EXERCISE 1
Quote everything in the cybersecurity awareness text from "- Social Engineering" down to "to the user.".
EXERCISE 2
Decide whether each statement agrees with the cybersecurity awareness text. Answer yes or no and quote the text's deciding words. (a) Social engineering targets are contacted only by email. (b) Phone phishing is mostly done with a fake caller ID. (c) Criminals find manipulating people harder than hacking a computer.
++++ PAGE EXCERPT
Cybersecurity awareness means being aware of the dangers that are out there involving emails, text messages, and browsing the internet. By educating yourself with information and being mindful of the risks, you can help yourself stay safe online, both at work and at home.
Cybersecurity threats are everywhere, and cyber criminals are continually looking for ways to get around basic safety measures. The criminals have a common goal: to steal your money and sensitive personal information. They prey on a “click first, think later” mentality. It is vital to keep your virus protection and software up to date. Even with those safety protocols in place, you need to be vigilant and be the first line of defense. Know who and what to trust.
What is Social Engineering?
- Social Engineering uses manipulation to trick people into giving up sensitive information.
- The goal is to lure individuals into providing sensitive data such as social security numbers, bank account and credit card details, passwords, and login credentials.
- Targets are contacted by email, telephone, or text message by someone posing as a legitimate company or person.
- Criminals will either trick you into providing them this information or secretly install malicious software so they can access your computer and take any information they desire.
- Security is knowing who and what to trust – criminals exploit our natural inclination to trust.
- It is much easier for them to manipulate and exploit people than to work endless hours trying to hack your computer.
Social Engineering Examples
Vishing (Voice Phishing)
- The fraudster makes phones calls to the user.
- They may state they are calling from your financial institution, a government agency, or tech support.
- Phone phishing is mostly done with a fake caller ID
Smishing (SMS Phishing)
++++++++
++++ SUPPLIED DATA
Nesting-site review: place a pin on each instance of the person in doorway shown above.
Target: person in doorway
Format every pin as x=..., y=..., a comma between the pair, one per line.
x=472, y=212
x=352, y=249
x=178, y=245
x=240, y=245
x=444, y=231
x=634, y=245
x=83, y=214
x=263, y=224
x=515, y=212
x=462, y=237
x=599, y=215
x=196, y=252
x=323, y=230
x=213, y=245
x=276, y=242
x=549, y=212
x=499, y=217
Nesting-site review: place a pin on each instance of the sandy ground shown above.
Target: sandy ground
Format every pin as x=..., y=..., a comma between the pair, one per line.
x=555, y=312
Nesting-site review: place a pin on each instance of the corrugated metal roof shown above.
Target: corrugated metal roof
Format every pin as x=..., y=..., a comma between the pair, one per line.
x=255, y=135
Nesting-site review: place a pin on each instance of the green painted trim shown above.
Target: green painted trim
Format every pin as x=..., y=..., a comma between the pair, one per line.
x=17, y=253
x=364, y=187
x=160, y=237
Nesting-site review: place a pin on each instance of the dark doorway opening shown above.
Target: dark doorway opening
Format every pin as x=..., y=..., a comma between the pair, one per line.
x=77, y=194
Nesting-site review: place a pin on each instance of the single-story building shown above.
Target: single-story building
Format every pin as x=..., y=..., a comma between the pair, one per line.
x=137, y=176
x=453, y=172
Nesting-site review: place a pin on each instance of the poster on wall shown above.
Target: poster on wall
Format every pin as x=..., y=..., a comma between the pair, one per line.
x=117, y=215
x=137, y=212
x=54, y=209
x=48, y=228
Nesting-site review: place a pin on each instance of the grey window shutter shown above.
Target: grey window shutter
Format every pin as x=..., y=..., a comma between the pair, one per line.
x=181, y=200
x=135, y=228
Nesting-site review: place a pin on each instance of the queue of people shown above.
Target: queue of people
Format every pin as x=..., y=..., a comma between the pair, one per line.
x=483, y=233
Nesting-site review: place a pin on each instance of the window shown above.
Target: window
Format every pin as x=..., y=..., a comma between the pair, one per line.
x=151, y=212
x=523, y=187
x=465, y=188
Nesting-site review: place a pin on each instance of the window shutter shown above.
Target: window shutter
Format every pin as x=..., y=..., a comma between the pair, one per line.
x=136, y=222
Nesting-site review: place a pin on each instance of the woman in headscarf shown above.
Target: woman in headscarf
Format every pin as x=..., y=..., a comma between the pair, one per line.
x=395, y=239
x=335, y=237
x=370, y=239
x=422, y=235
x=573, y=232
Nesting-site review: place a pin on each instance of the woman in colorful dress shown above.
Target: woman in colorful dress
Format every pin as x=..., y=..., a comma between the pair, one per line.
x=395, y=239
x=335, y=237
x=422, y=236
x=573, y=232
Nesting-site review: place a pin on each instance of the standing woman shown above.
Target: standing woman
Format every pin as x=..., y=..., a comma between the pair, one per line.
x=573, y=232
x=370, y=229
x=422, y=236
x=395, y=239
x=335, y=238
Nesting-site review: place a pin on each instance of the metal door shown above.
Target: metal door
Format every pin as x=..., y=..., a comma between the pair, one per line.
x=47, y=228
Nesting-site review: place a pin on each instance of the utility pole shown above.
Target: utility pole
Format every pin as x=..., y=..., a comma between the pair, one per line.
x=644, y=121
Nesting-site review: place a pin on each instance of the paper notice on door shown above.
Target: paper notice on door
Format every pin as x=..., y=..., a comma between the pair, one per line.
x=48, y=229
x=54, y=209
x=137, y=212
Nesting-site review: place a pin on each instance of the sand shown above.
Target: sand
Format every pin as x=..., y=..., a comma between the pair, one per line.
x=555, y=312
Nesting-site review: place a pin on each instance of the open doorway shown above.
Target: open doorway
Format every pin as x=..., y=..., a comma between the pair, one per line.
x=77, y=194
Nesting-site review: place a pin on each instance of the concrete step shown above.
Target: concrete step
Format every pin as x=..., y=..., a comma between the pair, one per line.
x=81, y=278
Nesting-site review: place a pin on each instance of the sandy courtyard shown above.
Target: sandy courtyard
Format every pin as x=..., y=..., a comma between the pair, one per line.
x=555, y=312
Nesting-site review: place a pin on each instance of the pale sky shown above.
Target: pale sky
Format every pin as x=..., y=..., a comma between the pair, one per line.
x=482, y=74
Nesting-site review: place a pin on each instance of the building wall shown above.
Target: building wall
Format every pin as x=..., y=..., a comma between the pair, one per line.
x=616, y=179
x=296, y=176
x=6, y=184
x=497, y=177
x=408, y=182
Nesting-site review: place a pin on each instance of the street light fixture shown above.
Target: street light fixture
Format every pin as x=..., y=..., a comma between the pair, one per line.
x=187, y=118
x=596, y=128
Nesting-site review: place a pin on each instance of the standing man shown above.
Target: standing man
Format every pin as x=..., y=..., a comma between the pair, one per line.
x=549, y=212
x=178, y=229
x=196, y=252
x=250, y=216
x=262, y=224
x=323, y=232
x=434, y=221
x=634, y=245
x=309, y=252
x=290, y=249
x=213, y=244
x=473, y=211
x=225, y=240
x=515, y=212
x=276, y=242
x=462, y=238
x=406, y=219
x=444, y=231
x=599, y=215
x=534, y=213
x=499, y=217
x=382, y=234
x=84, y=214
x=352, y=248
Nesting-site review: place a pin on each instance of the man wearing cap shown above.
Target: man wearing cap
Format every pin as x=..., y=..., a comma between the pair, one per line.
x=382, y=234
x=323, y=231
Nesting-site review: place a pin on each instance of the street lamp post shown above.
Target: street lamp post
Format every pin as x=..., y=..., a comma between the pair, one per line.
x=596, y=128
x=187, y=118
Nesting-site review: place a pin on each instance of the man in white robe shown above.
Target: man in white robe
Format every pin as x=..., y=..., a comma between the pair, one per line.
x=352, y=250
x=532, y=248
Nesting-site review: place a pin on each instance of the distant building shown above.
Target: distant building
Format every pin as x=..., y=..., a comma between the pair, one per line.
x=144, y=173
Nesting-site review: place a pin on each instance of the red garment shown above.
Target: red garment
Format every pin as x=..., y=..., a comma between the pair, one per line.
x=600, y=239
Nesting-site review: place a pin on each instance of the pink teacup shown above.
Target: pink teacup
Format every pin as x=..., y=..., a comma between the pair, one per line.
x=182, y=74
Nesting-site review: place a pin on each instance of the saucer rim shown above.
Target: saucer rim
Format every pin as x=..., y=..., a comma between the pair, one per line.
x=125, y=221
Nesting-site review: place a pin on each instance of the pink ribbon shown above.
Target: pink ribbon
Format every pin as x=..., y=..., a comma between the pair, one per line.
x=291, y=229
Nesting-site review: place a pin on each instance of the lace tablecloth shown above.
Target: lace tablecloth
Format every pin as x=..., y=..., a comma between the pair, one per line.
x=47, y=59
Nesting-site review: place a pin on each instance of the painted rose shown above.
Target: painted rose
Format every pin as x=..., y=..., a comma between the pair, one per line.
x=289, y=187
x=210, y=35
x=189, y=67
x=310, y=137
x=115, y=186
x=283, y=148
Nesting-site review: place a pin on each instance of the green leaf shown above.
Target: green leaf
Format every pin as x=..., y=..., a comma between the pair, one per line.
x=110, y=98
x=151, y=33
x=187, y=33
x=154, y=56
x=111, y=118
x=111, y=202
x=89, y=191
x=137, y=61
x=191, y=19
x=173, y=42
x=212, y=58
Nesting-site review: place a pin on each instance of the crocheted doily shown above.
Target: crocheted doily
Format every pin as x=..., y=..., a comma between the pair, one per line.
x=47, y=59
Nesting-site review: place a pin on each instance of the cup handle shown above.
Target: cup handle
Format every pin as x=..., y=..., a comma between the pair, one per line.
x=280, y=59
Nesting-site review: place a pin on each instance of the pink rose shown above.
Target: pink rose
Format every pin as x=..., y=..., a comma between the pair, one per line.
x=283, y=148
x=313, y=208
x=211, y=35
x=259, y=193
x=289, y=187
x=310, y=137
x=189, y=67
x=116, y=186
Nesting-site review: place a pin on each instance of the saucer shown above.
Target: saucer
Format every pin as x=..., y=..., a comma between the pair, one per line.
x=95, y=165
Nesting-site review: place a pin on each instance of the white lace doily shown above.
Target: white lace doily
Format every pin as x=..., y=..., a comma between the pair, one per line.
++++++++
ANSWER AREA 1
- Social Engineering uses manipulation to trick people into giving up sensitive information.
- The goal is to lure individuals into providing sensitive data such as social security numbers, bank account and credit card details, passwords, and login credentials.
- Targets are contacted by email, telephone, or text message by someone posing as a legitimate company or person.
- Criminals will either trick you into providing them this information or secretly install malicious software so they can access your computer and take any information they desire.
- Security is knowing who and what to trust – criminals exploit our natural inclination to trust.
- It is much easier for them to manipulate and exploit people than to work endless hours trying to hack your computer.
Social Engineering Examples
Vishing (Voice Phishing)
- The fraudster makes phones calls to the user.

ANSWER AREA 2
(a) No: "Targets are contacted by email, telephone, or text message by someone posing as a legitimate company or person."
(b) Yes: "Phone phishing is mostly done with a fake caller ID"
(c) No: "It is much easier for them to manipulate and exploit people than to work endless hours trying to hack your computer."